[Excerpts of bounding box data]
┌────────
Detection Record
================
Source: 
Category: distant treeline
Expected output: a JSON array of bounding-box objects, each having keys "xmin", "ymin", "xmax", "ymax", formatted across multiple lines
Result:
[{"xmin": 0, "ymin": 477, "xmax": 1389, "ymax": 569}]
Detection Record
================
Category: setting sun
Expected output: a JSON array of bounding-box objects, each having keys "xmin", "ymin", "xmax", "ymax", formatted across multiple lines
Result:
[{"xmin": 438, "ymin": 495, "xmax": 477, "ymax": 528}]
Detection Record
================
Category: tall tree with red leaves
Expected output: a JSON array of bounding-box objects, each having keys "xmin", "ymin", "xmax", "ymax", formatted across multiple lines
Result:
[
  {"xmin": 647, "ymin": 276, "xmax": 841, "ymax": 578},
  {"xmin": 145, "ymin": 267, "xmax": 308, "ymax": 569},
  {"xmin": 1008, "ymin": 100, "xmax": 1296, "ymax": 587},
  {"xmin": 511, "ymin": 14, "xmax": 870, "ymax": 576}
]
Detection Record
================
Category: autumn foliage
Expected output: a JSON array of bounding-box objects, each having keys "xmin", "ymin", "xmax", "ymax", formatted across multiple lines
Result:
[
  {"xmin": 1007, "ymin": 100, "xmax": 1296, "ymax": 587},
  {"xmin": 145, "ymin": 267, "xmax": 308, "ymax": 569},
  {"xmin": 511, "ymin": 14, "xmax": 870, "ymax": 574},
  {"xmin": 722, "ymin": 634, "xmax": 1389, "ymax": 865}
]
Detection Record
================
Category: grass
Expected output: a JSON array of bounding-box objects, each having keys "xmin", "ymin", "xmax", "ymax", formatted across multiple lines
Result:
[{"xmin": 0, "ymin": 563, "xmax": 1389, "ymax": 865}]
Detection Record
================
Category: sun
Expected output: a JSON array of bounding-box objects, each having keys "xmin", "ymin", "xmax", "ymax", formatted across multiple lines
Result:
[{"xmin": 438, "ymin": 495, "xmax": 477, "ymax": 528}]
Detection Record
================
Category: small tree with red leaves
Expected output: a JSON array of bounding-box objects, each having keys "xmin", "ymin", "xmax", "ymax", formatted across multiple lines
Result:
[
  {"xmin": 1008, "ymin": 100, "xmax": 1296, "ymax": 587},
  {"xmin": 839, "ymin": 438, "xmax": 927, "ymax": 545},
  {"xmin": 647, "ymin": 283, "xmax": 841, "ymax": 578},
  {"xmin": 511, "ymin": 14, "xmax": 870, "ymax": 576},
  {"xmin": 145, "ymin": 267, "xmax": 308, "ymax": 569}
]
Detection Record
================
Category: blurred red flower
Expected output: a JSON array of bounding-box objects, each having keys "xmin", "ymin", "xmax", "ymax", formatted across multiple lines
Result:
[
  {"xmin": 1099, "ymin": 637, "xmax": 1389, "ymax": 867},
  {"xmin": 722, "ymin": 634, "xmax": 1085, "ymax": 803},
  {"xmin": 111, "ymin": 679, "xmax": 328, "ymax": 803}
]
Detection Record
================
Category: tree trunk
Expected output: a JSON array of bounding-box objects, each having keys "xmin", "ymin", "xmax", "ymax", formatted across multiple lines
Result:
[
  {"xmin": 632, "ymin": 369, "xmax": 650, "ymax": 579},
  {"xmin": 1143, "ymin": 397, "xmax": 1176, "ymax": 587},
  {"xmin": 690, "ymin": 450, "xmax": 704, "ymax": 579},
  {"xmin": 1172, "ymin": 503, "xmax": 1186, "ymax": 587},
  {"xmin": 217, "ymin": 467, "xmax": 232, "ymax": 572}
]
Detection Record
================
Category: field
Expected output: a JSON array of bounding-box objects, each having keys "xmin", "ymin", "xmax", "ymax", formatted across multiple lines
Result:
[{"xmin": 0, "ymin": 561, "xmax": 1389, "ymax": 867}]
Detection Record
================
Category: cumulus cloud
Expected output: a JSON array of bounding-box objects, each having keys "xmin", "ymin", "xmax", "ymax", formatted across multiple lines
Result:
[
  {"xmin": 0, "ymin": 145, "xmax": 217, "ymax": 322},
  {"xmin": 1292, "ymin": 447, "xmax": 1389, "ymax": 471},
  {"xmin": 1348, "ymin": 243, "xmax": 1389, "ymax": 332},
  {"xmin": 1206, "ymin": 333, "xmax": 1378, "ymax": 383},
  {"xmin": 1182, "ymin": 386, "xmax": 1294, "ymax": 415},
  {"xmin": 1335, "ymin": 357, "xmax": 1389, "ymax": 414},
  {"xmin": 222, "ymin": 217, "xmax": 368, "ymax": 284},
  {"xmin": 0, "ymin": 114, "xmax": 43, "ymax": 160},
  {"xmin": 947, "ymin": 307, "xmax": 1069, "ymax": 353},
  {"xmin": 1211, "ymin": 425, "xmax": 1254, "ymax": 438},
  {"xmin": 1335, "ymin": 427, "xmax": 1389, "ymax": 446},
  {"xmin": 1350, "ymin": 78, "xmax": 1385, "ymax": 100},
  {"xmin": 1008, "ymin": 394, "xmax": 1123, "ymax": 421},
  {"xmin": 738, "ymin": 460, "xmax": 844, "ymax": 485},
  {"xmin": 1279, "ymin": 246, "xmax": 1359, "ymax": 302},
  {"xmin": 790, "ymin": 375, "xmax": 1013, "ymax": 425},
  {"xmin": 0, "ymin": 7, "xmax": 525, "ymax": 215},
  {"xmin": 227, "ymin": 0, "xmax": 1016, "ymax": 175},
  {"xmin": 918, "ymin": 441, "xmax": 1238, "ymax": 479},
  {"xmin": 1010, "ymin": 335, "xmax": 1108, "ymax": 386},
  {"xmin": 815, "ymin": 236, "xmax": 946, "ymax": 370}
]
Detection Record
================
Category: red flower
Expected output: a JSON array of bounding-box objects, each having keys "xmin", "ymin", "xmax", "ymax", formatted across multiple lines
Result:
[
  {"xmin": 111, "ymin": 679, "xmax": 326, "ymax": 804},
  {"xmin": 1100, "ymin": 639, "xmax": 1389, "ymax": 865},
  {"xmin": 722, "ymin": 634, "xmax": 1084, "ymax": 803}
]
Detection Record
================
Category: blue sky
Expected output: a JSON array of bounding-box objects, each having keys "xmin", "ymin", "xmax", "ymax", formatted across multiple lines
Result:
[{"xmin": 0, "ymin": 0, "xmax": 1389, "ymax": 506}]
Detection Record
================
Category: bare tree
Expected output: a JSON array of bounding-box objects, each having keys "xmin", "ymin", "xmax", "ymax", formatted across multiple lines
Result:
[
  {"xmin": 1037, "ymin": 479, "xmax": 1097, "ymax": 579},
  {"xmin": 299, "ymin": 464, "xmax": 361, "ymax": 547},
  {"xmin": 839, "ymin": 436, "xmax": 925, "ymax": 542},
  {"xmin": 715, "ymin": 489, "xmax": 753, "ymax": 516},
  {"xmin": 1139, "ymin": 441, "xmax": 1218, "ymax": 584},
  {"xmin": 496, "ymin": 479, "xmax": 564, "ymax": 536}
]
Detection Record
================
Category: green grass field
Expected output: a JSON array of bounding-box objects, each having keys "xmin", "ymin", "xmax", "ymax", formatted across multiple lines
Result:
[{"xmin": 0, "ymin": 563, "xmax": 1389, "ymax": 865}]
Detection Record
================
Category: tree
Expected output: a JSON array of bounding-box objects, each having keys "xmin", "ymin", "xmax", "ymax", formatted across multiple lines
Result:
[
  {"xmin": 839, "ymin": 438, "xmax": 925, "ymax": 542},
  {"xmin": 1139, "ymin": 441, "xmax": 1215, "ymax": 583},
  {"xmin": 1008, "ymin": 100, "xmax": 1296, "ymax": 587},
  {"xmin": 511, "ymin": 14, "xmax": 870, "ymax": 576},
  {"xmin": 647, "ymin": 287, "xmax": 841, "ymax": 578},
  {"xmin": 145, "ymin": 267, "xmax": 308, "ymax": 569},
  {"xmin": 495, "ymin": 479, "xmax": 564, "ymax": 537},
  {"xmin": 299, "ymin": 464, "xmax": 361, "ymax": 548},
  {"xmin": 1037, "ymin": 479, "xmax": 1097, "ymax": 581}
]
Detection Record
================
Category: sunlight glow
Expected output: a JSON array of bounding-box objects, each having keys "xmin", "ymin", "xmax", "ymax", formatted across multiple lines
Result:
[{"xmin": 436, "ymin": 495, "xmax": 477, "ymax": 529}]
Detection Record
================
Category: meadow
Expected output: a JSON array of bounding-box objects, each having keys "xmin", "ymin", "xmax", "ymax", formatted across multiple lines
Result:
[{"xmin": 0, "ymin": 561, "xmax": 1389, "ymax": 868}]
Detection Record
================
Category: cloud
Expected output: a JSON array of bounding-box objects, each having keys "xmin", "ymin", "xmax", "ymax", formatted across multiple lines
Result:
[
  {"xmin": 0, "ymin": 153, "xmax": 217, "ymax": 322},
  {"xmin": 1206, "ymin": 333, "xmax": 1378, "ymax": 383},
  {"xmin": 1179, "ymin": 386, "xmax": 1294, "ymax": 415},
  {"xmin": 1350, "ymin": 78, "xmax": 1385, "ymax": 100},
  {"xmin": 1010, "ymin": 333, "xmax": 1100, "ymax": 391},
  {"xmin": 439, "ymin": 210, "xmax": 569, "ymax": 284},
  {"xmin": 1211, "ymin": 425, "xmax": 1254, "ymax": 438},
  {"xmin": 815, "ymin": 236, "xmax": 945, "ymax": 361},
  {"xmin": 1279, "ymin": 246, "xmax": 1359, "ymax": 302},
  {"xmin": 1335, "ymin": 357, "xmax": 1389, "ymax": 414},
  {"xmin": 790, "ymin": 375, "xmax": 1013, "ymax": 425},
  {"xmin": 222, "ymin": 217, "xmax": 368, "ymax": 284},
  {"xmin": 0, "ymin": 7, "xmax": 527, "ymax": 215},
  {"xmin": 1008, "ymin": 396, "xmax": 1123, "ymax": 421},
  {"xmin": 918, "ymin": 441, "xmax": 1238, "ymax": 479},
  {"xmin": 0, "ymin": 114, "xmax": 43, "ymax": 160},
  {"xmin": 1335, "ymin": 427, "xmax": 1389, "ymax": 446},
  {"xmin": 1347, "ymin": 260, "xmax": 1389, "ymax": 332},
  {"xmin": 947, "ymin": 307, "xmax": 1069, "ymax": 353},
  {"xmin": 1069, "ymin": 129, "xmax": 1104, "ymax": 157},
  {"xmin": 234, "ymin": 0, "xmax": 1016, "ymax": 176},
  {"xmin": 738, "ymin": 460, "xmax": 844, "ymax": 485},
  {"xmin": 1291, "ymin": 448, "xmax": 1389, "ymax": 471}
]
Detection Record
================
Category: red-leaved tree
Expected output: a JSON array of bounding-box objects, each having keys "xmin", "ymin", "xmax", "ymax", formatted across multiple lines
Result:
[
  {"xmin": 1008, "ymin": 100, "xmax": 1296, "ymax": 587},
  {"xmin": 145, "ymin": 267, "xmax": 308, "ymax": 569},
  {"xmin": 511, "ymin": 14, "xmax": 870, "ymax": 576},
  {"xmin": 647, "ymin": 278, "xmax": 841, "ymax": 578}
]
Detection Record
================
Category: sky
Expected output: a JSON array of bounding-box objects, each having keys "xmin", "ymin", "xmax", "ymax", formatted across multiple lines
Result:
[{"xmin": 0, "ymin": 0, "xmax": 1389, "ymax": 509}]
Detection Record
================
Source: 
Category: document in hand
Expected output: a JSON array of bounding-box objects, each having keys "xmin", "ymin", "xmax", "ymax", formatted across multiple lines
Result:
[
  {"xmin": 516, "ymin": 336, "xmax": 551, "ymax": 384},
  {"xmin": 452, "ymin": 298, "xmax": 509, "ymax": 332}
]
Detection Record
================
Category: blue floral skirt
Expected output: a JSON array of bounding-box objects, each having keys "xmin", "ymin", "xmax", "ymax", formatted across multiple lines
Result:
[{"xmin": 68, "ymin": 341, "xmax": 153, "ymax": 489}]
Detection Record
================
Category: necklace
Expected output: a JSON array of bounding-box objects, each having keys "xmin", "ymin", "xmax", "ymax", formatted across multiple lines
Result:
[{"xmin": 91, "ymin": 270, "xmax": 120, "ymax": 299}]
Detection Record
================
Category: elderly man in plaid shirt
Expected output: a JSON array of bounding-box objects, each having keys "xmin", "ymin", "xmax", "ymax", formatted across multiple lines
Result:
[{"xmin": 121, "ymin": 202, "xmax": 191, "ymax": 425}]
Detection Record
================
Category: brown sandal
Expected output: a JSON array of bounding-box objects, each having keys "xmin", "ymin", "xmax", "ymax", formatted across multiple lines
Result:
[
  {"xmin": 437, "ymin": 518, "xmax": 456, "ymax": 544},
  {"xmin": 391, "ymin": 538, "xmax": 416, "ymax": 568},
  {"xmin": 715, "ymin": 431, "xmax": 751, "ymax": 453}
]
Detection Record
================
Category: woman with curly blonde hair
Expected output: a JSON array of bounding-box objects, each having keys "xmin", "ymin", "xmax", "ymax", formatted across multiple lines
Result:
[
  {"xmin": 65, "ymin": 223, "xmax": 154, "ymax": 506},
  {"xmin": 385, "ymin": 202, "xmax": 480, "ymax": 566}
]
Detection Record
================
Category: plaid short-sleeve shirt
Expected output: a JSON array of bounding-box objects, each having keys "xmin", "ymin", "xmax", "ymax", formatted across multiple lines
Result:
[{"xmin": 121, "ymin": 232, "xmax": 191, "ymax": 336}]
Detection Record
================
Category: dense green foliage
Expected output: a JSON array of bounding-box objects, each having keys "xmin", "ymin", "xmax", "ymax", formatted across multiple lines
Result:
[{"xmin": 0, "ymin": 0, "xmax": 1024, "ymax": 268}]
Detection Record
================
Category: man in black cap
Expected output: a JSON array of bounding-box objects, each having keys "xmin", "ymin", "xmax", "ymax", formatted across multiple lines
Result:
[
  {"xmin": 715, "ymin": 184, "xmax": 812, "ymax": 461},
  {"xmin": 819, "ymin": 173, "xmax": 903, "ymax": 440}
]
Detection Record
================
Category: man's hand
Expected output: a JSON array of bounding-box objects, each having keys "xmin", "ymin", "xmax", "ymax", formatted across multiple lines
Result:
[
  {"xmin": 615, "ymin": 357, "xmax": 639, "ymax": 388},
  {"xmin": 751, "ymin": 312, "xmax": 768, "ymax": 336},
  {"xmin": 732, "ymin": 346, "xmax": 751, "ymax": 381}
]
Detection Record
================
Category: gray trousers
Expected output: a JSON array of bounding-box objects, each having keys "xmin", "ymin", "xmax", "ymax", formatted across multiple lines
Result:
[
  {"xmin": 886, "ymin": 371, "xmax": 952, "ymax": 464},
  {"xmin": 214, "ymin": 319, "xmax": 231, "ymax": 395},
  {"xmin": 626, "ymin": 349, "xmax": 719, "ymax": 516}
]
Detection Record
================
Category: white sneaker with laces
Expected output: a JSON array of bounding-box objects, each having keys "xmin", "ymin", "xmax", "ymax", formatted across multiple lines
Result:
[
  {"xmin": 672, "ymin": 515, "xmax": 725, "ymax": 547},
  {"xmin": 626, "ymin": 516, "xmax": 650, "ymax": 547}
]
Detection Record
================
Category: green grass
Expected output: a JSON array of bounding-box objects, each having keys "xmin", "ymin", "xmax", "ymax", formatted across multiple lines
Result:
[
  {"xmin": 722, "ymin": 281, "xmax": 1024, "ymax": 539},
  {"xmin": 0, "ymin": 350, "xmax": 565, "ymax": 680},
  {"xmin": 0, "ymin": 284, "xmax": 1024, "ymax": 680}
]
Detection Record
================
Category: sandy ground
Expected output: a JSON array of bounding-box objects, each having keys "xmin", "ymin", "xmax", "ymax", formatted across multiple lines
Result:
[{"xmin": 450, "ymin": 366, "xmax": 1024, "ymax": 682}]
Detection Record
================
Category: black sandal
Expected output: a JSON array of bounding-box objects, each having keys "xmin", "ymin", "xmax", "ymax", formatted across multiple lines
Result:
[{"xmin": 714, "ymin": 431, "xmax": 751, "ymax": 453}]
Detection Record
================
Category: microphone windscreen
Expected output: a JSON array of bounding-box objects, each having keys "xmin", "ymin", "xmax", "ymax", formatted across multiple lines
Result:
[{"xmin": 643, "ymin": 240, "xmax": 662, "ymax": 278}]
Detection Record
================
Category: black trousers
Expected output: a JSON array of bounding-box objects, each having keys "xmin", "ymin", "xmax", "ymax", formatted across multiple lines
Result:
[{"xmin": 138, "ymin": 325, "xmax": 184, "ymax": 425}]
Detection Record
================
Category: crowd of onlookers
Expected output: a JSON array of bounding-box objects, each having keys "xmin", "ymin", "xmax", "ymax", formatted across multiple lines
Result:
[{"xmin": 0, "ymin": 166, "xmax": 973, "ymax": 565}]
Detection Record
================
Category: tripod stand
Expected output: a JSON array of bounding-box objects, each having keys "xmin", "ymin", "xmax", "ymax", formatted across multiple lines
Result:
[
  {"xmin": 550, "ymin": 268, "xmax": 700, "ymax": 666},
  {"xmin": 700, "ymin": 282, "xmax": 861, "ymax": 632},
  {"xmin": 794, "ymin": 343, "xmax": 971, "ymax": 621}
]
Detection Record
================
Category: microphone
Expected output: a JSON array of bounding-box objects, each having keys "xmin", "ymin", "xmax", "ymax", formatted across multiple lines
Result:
└────────
Short exercise: Gather each line of the material above that contains the string "flower", and copy those lines unchanged. Matching is case-sensitive.

Final answer:
Category: blurred red flower
Category: red flower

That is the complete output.